[Records of points marking named objects]

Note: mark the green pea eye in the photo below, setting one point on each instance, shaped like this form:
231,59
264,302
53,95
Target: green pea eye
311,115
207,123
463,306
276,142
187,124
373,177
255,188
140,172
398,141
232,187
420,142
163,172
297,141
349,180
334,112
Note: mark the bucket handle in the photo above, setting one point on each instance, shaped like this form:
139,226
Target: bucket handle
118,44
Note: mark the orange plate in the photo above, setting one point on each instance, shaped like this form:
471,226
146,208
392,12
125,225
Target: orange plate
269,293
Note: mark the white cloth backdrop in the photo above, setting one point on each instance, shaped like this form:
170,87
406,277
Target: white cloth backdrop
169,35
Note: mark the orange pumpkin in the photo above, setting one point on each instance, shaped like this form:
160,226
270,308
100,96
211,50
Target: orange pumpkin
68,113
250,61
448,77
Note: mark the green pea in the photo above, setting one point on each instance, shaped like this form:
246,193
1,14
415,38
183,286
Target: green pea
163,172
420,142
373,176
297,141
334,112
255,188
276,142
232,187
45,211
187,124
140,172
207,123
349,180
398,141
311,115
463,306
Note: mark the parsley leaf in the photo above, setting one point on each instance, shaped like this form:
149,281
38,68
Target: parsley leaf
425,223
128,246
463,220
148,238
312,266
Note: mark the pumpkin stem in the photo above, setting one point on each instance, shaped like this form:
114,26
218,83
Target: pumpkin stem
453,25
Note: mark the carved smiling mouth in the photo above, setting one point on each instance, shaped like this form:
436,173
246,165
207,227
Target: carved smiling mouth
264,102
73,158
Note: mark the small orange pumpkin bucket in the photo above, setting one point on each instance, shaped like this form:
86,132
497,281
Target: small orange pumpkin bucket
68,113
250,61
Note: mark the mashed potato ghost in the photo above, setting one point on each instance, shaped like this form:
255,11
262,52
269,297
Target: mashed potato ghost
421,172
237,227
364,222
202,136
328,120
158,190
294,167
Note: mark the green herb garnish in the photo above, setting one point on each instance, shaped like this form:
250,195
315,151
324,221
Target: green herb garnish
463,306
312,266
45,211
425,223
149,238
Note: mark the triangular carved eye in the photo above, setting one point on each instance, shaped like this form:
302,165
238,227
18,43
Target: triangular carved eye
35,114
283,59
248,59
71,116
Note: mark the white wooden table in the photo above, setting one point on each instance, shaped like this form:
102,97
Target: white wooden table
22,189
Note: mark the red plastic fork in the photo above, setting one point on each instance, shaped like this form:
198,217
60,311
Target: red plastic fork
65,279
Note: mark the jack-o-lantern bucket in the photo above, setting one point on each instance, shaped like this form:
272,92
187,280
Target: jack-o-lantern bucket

_The problem_:
Arrange the lines as a numbered list, beginning with the line that contains "Note: mark the orange pumpkin" and continuing through the last line of the records, with both ends included and blank lines omitted.

_Solved exercise_:
1. Note: mark the orange pumpkin in the photo above, setting one point on each instance, shaped like this form:
2. 160,226
3. 270,308
4. 100,96
5. 211,50
6. Target: orange pumpkin
7. 68,113
8. 250,61
9. 448,77
10. Note: mark the green pea in the photo above, setting one point on each instance, shaped like this form:
11. 246,193
12. 1,14
13. 415,38
14. 183,286
15. Target: green pea
16. 163,172
17. 420,142
18. 373,176
19. 297,141
20. 334,112
21. 255,188
22. 276,142
23. 232,187
24. 45,211
25. 187,124
26. 140,172
27. 207,123
28. 349,180
29. 398,141
30. 311,115
31. 463,306
32. Note: mark the parsley leaf in the photo above, setting one point on each instance, shaped like this form:
33. 149,281
34. 38,68
35. Target: parsley leaf
36. 425,223
37. 128,246
38. 463,220
39. 148,238
40. 312,266
41. Note: mark the pumpkin stem in the photo above, setting one point on each instance, shaped like this form:
42. 114,26
43. 218,83
44. Target: pumpkin stem
45. 453,25
46. Note: mark the carved smiling mouth in the photo above, setting one point on each instance, shaped like this form:
47. 436,173
48. 246,165
49. 207,227
50. Target: carved smiling mouth
51. 264,102
52. 73,158
53. Note: mark the small orange pumpkin bucket in the photo above, setting one point on each instance, shaped like this form:
54. 86,132
55. 497,281
56. Target: small orange pumpkin bucket
57. 68,113
58. 250,61
59. Note: mark the mashed potato ghost in the photo above, setting one point on each instance, shaped like this form:
60. 255,11
61. 262,52
62. 269,297
63. Target: mashed potato ghost
64. 421,172
65. 237,227
66. 364,222
67. 202,136
68. 328,120
69. 158,190
70. 294,167
71. Note: mark the green herb garnish in the photo above, setting one point on each instance, shaped like this form:
72. 250,195
73. 315,151
74. 324,221
75. Target: green herb garnish
76. 463,306
77. 312,266
78. 45,211
79. 425,223
80. 149,238
81. Note: mark the triangular carved eye in the photo above, setting one point on each instance, shaped like this form:
82. 302,165
83. 238,227
84. 18,43
85. Target: triangular carved eye
86. 35,114
87. 283,59
88. 248,59
89. 71,116
90. Note: mark the white wooden table in the photo above, setting one point on each instance, shaped like this form:
91. 102,97
92. Target: white wooden table
93. 22,189
94. Note: mark the red plastic fork in the photo above, setting one point on each instance, shaped like this form:
95. 198,217
96. 60,311
97. Target: red plastic fork
98. 65,279
99. Note: mark the jack-o-lantern bucket in the photo above, setting one point on each instance, shaped like this form:
100. 272,92
101. 187,280
102. Target: jack-o-lantern bucket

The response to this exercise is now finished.